■ Work instructions: Change "lung tissue" to "the lungs" in the article on the MRSA superbug, and give the article's text again from "Although MRSA has" to "infected—within 24 hours.".

■ Passage shown:
This year, there were a lot of super things going on. Asian golf organized a super tour. NATO discussed putting together a super envoy to coordinate civilian and military efforts in Afghanistan. There was a Super Bowl and at least a few movies about superheroes. But as we know from the super hurricane in Fiji and the super-jail planned for London, just because it’s super doesn’t mean it’s what people want. And in 2007 that was certainly the case for the Superbug. If we didn’t know it in 2006 when 19,000 people died from antibiotic-resistant staph infections, we sure know now: There is a superbug out there called methicillin-resistant Staphylococcus asureus—or MRSA—and it’s lurking in hospitals, hiding in schools, skulking about in nursing homes and dirty office desks, just waiting to give us an easily treatable skin infection.
Although MRSA has been around since 1995, in 2007 we learned countless new facts and figures about the bacteria as it carved its way through the world’s open sores and bloodstreams. Sure, it’s usually easy enough to treat, but if it infects open wounds it can cause necrotizing pneumonia that destroys lung tissue and kills 75 percent of those infected—within 24 hours.

■ Saved entries:
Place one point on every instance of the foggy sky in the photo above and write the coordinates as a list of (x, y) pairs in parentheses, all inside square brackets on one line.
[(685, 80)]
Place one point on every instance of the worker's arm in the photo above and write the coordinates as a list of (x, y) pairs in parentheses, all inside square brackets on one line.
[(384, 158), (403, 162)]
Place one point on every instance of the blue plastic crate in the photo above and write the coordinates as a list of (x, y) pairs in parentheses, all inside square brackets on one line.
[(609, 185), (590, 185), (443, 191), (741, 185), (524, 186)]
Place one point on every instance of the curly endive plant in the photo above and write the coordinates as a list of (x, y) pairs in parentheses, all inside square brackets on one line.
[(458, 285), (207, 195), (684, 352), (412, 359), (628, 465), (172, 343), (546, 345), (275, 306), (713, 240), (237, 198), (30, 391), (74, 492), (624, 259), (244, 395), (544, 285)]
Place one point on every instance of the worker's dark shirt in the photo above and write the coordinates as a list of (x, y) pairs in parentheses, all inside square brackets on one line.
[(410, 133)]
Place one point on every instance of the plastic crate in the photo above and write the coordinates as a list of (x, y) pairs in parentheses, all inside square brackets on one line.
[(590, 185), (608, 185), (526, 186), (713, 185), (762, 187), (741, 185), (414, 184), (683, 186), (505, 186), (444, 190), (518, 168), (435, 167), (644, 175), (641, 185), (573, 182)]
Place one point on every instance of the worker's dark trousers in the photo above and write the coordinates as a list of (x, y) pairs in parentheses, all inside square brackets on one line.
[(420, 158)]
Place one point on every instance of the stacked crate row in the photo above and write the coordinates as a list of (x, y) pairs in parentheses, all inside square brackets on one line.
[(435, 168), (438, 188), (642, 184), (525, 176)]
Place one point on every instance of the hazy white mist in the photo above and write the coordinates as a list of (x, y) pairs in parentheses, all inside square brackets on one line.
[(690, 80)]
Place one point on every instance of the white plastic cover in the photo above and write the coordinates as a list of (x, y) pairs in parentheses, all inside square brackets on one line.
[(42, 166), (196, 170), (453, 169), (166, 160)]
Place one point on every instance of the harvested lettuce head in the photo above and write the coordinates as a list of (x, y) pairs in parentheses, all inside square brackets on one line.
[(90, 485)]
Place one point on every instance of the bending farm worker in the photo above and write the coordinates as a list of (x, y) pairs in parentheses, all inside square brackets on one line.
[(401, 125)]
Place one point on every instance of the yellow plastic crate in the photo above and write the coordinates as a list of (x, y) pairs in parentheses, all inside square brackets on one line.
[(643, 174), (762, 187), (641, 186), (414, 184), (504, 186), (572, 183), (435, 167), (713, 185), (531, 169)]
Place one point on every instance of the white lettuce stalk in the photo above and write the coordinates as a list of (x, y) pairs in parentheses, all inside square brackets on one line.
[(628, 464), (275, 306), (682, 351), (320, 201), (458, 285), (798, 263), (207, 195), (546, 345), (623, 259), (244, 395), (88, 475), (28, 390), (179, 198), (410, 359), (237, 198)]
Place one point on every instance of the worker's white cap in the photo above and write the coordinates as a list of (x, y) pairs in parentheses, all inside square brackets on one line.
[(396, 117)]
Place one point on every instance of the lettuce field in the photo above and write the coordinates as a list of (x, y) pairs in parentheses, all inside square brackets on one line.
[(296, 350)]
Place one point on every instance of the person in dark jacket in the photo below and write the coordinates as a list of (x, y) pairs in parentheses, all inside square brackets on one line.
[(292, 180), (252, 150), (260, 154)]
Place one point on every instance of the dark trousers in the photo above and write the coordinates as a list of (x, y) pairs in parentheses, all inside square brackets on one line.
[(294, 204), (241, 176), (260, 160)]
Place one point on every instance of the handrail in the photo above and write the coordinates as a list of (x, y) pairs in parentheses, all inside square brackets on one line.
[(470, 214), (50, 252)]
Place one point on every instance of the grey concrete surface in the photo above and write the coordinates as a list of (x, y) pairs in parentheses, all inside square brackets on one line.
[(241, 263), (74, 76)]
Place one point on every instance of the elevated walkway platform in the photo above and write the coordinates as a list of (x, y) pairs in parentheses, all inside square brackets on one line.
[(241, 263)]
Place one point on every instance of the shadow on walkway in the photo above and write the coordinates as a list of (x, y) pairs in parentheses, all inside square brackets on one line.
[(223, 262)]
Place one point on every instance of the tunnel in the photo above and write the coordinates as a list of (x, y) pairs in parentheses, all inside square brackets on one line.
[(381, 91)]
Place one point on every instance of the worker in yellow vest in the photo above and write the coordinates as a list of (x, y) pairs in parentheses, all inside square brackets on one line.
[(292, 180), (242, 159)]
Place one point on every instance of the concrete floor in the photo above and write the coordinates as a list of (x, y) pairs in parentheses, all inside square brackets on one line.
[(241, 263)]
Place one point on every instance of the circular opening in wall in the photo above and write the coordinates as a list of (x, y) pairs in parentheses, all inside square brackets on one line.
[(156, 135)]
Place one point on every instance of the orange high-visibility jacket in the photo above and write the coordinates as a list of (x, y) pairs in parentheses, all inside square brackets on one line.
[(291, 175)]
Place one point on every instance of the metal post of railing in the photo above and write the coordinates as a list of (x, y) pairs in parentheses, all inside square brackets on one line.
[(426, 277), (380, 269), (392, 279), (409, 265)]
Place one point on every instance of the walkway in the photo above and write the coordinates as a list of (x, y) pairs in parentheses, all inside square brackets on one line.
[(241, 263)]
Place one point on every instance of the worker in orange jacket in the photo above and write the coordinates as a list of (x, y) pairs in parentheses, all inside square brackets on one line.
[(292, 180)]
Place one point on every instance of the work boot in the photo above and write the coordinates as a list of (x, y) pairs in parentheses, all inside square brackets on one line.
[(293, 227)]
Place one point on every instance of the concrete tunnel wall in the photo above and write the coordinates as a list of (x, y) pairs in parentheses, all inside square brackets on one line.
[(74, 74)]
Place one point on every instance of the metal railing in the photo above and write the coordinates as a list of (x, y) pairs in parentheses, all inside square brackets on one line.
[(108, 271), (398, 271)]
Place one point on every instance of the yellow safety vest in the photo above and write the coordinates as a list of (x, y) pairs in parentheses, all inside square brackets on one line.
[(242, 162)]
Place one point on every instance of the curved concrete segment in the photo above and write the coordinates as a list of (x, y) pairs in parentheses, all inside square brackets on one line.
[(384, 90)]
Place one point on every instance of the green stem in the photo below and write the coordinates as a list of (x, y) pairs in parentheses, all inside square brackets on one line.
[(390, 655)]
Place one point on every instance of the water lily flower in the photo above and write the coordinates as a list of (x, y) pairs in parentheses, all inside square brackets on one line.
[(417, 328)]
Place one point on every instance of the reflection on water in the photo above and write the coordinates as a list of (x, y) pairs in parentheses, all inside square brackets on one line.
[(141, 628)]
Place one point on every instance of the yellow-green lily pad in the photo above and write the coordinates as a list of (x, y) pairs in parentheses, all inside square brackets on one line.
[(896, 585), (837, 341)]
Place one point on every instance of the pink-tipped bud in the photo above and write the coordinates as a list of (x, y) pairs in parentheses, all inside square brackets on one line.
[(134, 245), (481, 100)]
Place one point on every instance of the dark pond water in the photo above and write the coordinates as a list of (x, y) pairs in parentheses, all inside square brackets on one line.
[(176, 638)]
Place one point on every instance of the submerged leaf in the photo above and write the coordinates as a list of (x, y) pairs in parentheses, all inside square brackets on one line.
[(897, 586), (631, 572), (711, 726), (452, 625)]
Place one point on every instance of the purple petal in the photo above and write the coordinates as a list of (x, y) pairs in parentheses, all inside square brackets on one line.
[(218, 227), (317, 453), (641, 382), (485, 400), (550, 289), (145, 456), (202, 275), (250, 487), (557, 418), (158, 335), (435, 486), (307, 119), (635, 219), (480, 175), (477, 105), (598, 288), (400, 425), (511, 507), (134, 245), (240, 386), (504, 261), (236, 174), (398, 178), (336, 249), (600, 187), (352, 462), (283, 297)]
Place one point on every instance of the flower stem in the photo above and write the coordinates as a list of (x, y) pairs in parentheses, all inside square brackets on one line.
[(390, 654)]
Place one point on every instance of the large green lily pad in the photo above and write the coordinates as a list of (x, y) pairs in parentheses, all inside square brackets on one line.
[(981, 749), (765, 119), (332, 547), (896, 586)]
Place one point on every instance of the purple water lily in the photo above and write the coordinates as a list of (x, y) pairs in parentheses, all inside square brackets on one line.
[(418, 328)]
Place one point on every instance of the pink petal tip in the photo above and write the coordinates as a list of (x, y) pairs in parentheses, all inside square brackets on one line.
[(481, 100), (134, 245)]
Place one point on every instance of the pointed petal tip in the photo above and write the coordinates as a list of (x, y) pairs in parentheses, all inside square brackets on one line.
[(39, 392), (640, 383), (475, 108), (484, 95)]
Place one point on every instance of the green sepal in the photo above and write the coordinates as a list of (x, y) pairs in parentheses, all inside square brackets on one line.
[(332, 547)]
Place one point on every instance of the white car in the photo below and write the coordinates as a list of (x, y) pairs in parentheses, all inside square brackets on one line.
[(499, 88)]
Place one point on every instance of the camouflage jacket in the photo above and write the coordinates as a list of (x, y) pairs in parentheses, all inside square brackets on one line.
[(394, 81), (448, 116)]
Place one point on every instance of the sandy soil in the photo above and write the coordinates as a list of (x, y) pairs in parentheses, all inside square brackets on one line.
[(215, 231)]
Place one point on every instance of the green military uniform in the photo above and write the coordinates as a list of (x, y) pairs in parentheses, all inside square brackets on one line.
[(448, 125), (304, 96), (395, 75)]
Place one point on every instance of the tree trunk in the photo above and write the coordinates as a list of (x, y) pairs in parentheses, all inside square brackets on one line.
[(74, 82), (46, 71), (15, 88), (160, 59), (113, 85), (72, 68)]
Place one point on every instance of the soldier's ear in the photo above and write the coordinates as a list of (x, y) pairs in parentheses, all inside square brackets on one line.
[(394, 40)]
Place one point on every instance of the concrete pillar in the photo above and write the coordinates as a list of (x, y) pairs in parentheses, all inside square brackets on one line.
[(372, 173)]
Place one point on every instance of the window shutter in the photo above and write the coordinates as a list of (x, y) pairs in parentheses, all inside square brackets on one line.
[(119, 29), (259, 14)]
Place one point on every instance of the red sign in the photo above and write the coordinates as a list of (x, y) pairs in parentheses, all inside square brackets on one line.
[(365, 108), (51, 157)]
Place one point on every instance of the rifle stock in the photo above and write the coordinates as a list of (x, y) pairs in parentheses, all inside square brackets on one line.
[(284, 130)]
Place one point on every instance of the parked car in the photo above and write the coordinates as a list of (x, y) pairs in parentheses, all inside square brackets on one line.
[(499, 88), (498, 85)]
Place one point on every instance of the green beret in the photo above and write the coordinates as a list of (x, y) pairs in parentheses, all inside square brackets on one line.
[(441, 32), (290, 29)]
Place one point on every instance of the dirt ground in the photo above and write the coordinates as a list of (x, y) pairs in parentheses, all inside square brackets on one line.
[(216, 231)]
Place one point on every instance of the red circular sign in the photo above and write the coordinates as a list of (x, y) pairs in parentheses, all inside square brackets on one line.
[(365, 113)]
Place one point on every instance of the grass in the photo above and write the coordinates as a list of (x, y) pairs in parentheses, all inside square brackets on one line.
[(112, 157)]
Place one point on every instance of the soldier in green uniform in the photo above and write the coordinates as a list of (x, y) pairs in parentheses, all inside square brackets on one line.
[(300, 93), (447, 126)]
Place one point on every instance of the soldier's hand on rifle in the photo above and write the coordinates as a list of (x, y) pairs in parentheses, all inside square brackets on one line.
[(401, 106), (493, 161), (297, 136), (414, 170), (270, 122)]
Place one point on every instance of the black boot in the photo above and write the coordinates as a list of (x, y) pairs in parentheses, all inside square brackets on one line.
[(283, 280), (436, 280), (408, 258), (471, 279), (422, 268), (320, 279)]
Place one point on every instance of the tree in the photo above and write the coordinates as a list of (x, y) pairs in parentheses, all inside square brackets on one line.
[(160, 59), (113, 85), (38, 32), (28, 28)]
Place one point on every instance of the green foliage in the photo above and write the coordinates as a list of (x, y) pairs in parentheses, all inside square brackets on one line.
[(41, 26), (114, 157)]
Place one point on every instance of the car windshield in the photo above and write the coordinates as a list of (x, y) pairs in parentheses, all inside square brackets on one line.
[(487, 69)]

■ Output of the task:
Although MRSA has been around since 1995, in 2007 we learned countless new facts and figures about the bacteria as it carved its way through the world’s open sores and bloodstreams. Sure, it’s usually easy enough to treat, but if it infects open wounds it can cause necrotizing pneumonia that destroys the lungs and kills 75 percent of those infected—within 24 hours.